● Task requirements: Can you render the records as a numbered list, running from the line with "Task — mark the white speedboat, giving" through the end of the records, and omit any blank lines?

(Data entries)
--------------------------------

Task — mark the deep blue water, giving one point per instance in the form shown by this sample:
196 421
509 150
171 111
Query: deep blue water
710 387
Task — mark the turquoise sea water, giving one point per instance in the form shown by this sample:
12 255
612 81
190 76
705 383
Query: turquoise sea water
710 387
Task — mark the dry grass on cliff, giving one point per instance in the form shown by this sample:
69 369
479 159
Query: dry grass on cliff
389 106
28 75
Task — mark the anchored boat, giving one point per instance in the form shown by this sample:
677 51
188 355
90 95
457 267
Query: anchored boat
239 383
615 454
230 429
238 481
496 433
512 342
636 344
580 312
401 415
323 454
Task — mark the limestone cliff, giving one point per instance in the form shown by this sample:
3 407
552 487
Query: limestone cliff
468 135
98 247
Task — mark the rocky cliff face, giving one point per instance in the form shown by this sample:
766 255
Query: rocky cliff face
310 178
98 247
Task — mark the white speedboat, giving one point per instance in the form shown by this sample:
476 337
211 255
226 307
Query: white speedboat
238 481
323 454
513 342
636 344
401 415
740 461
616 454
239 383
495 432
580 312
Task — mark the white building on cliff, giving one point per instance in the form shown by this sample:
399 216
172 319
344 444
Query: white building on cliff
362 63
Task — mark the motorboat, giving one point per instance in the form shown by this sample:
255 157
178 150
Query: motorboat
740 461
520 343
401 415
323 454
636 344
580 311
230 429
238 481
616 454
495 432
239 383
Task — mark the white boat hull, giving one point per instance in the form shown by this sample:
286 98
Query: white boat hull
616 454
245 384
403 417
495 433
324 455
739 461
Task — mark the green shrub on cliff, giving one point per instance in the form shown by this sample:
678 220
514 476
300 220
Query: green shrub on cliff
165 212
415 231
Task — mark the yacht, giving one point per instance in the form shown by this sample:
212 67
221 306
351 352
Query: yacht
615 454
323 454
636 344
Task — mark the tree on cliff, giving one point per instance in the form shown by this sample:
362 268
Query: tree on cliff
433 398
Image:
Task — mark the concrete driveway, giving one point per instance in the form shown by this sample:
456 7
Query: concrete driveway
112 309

--------------------------------

● Finished exercise:
1. Task — mark the white speedboat, giving one point per instance in the form shown by this sample:
2. 476 337
3. 211 255
4. 226 307
5. Query: white speedboat
6. 238 481
7. 323 454
8. 513 342
9. 636 344
10. 401 415
11. 740 461
12. 616 454
13. 239 383
14. 495 432
15. 580 312
16. Task — mark the white building on cliff, giving one point per instance in the form shown by this sample:
17. 399 216
18. 172 319
19. 344 444
20. Query: white building on cliff
21. 362 63
22. Task — mark the motorboat, giving one point per instance in the form shown by this sample:
23. 255 157
24. 178 150
25. Query: motorboat
26. 740 461
27. 520 343
28. 401 415
29. 323 454
30. 636 344
31. 580 311
32. 230 429
33. 238 481
34. 616 454
35. 495 432
36. 239 383
37. Task — mark the white boat hull, giving one point per instance in the form shown by this sample:
38. 286 98
39. Query: white boat hull
40. 616 454
41. 245 384
42. 403 417
43. 495 433
44. 324 455
45. 739 461
46. Task — mark the green shrub on cliff, giving one point per instance in the form shown by this sample:
47. 678 220
48. 514 476
49. 300 220
50. Query: green shrub on cliff
51. 165 212
52. 415 231
53. Task — mark the yacht, giving one point per instance in the form shown by this sample:
54. 212 67
55. 221 306
56. 351 352
57. Query: yacht
58. 615 454
59. 323 454
60. 636 344
61. Task — mark the tree on cliff, giving one point per instance in the form shown by this sample:
62. 362 268
63. Query: tree on cliff
64. 433 398
65. Image:
66. Task — mark the concrete driveway, giving one point per instance in the form shown by this sample:
67. 456 7
68. Query: concrete driveway
69. 112 309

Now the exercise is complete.